* Begin Dataset extract *
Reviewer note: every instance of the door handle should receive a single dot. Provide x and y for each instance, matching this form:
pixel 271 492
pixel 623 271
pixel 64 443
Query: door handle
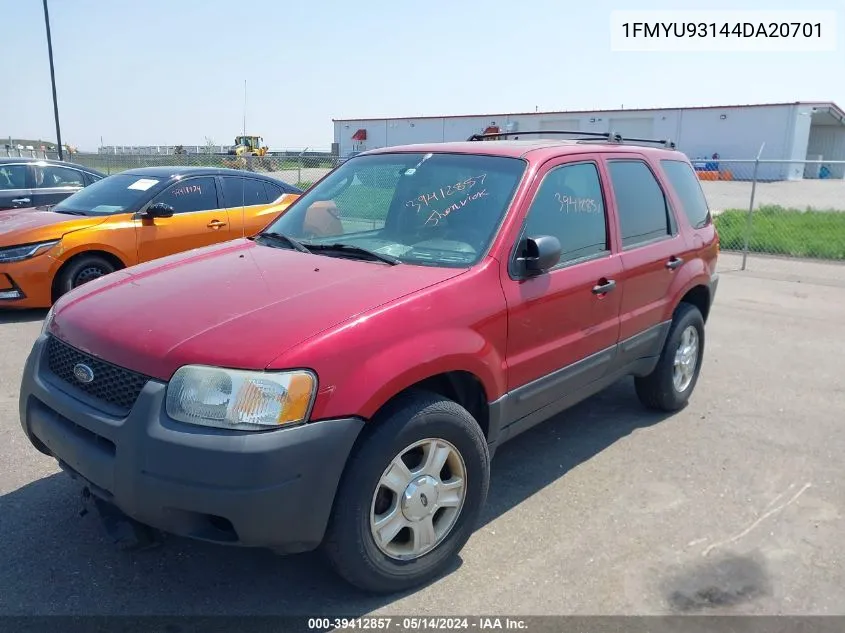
pixel 674 262
pixel 604 286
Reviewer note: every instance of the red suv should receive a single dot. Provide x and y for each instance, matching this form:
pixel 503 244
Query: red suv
pixel 346 388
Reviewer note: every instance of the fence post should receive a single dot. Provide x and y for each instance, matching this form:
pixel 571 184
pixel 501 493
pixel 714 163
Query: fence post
pixel 751 207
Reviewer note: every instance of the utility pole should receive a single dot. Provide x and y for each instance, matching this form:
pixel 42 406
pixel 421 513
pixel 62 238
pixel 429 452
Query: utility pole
pixel 53 81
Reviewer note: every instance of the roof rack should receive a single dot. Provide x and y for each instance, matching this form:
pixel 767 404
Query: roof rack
pixel 594 137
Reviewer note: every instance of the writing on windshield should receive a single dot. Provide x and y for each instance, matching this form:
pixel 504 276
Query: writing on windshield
pixel 436 216
pixel 445 191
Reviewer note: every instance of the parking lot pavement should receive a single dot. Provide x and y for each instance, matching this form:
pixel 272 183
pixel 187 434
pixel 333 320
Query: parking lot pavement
pixel 733 505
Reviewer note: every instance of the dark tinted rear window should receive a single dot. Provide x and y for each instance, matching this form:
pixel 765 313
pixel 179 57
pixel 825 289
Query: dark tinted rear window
pixel 685 183
pixel 277 190
pixel 243 191
pixel 643 211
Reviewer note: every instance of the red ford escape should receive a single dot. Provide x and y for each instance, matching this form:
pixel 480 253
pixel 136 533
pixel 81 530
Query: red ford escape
pixel 347 391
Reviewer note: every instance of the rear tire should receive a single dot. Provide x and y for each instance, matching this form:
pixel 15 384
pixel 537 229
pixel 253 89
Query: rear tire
pixel 670 385
pixel 81 271
pixel 395 528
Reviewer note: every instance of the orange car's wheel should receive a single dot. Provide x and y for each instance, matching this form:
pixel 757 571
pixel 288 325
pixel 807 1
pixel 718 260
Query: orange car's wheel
pixel 82 270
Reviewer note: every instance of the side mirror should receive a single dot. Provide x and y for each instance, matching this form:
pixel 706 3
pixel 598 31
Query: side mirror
pixel 539 254
pixel 159 210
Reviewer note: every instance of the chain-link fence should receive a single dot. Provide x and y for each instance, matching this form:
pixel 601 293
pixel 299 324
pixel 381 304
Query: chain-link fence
pixel 787 208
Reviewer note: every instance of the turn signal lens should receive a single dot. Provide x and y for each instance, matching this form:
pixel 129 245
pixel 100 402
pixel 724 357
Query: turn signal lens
pixel 240 400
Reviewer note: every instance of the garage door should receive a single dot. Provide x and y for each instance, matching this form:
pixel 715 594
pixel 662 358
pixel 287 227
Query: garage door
pixel 633 127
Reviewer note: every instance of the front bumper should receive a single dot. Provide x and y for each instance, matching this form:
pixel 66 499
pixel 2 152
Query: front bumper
pixel 268 489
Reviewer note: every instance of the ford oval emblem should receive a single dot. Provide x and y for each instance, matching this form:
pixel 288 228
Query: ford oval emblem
pixel 83 373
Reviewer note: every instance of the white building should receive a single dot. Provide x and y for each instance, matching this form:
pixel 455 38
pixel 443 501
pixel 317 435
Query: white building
pixel 791 132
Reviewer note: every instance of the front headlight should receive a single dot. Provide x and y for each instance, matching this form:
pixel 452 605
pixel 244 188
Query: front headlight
pixel 240 400
pixel 19 253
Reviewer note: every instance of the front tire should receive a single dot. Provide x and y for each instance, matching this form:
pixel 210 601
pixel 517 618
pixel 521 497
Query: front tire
pixel 411 495
pixel 670 385
pixel 81 271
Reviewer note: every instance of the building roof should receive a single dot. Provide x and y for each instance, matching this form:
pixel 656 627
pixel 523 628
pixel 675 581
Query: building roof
pixel 829 104
pixel 519 148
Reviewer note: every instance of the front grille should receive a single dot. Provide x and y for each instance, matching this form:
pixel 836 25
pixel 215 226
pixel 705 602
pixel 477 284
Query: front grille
pixel 112 384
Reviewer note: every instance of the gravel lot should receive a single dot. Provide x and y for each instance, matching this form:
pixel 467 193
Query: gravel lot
pixel 733 505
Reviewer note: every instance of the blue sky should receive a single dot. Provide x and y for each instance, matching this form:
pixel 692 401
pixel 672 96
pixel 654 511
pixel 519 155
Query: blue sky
pixel 173 71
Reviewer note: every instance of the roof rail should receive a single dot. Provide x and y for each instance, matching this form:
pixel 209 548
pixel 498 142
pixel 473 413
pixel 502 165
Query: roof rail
pixel 607 137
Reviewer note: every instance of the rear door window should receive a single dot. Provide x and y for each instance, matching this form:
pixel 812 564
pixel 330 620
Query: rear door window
pixel 188 196
pixel 243 192
pixel 685 183
pixel 12 177
pixel 569 205
pixel 642 207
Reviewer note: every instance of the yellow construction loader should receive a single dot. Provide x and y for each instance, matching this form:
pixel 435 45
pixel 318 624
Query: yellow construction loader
pixel 249 146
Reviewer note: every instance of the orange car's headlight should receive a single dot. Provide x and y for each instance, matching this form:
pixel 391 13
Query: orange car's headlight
pixel 25 251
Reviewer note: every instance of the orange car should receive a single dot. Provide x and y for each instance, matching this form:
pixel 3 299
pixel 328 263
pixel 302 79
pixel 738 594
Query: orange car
pixel 129 218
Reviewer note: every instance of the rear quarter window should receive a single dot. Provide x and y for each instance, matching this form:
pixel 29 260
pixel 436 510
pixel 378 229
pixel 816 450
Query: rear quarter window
pixel 683 180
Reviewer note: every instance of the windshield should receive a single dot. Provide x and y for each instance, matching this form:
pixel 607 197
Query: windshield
pixel 113 194
pixel 429 209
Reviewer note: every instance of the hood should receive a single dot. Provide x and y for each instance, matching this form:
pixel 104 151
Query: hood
pixel 32 224
pixel 238 305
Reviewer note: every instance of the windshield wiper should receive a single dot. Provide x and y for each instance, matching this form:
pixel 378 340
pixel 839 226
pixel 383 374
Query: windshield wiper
pixel 356 250
pixel 281 237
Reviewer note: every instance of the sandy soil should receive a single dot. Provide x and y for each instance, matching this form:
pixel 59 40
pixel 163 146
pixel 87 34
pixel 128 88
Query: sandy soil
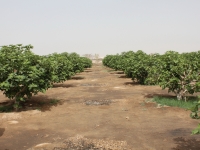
pixel 98 109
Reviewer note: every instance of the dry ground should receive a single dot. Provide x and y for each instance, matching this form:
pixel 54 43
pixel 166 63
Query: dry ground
pixel 98 109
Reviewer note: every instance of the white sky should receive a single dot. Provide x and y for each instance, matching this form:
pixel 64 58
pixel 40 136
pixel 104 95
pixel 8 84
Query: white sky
pixel 101 26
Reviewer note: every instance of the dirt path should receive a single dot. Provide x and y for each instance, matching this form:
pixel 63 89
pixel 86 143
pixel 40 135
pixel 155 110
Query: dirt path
pixel 100 108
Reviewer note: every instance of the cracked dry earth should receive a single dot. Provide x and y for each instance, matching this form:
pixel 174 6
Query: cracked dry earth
pixel 99 109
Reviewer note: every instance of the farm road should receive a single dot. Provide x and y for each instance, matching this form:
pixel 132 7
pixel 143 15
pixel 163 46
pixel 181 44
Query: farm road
pixel 100 108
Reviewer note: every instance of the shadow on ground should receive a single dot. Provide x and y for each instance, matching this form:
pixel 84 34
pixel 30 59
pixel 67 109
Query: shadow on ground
pixel 77 78
pixel 186 144
pixel 131 83
pixel 57 85
pixel 39 102
pixel 2 130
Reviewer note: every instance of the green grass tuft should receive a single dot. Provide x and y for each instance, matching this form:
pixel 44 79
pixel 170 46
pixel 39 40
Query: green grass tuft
pixel 175 103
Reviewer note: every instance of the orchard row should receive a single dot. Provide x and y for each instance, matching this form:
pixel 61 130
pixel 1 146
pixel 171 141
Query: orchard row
pixel 179 73
pixel 23 74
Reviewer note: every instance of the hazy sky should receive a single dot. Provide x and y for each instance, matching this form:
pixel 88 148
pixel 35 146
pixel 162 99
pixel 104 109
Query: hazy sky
pixel 101 26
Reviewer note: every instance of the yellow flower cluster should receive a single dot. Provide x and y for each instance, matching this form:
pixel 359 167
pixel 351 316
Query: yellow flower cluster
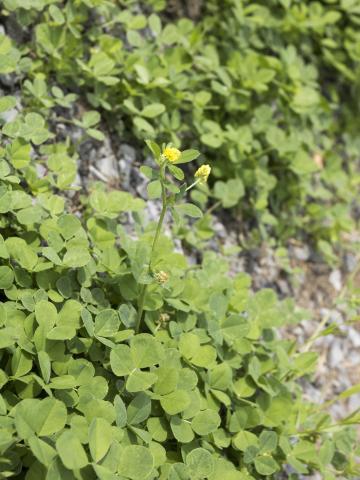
pixel 203 173
pixel 172 154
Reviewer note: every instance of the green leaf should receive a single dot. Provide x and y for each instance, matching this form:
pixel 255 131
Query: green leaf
pixel 120 410
pixel 181 429
pixel 46 313
pixel 189 209
pixel 7 103
pixel 136 462
pixel 266 465
pixel 42 450
pixel 154 189
pixel 100 438
pixel 187 156
pixel 139 409
pixel 107 323
pixel 121 360
pixel 6 277
pixel 175 402
pixel 155 149
pixel 268 441
pixel 205 422
pixel 76 257
pixel 51 417
pixel 200 463
pixel 139 381
pixel 19 153
pixel 45 365
pixel 153 110
pixel 72 453
pixel 146 351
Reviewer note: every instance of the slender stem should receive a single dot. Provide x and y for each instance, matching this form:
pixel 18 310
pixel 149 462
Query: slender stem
pixel 192 185
pixel 153 246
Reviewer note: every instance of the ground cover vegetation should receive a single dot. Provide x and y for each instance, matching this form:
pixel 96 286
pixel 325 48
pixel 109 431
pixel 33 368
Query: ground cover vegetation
pixel 119 358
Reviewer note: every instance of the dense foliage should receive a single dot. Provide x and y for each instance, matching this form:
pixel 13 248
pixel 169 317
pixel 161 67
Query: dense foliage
pixel 268 90
pixel 118 358
pixel 201 387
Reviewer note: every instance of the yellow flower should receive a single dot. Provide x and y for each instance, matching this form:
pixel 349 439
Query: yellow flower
pixel 171 154
pixel 161 277
pixel 203 173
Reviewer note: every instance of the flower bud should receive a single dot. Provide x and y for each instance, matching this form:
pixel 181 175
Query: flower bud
pixel 203 173
pixel 161 277
pixel 171 154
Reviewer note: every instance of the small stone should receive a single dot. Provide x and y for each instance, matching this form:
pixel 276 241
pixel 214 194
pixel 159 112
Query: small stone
pixel 354 336
pixel 301 253
pixel 336 280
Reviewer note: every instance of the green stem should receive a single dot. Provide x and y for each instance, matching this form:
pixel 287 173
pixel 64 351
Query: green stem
pixel 153 246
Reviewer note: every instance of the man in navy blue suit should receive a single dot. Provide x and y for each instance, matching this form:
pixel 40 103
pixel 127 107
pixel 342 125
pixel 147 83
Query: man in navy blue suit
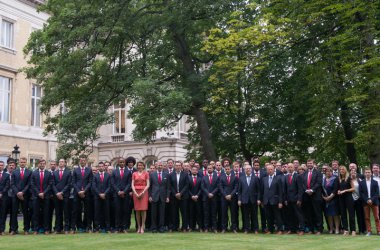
pixel 195 201
pixel 272 196
pixel 228 187
pixel 179 196
pixel 4 187
pixel 209 186
pixel 20 185
pixel 61 190
pixel 82 179
pixel 41 182
pixel 101 186
pixel 121 185
pixel 249 198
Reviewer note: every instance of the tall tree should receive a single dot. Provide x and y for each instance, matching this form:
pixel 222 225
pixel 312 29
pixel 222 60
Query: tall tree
pixel 92 54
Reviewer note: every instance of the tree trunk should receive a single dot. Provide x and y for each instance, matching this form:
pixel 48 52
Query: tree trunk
pixel 348 132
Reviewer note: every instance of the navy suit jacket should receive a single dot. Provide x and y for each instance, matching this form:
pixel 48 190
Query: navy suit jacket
pixel 315 184
pixel 63 185
pixel 363 191
pixel 159 191
pixel 82 184
pixel 183 186
pixel 121 184
pixel 21 185
pixel 226 188
pixel 195 190
pixel 293 191
pixel 4 183
pixel 208 188
pixel 46 184
pixel 251 193
pixel 99 187
pixel 272 195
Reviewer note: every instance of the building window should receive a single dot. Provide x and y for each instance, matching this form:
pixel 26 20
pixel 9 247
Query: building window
pixel 119 113
pixel 5 96
pixel 7 34
pixel 36 103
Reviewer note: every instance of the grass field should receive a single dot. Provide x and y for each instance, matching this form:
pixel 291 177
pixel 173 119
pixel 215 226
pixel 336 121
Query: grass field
pixel 187 241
* End Dataset extract *
The exercise
Rewrite the records from the start through the line containing "pixel 346 388", changing "single dot" to "single mark" everywhere and leaving everything else the same. Leave out the pictures.

Final answer
Reviewer note: every instance of the door handle should receive a single mark. Provide x and y for each instance, matching this form:
pixel 271 492
pixel 623 271
pixel 64 443
Query: door handle
pixel 674 262
pixel 604 286
Reviewer note: every instance of the red suv should receive a single mark. Provide x and y for each instance, matching this form:
pixel 503 244
Query: red suv
pixel 346 388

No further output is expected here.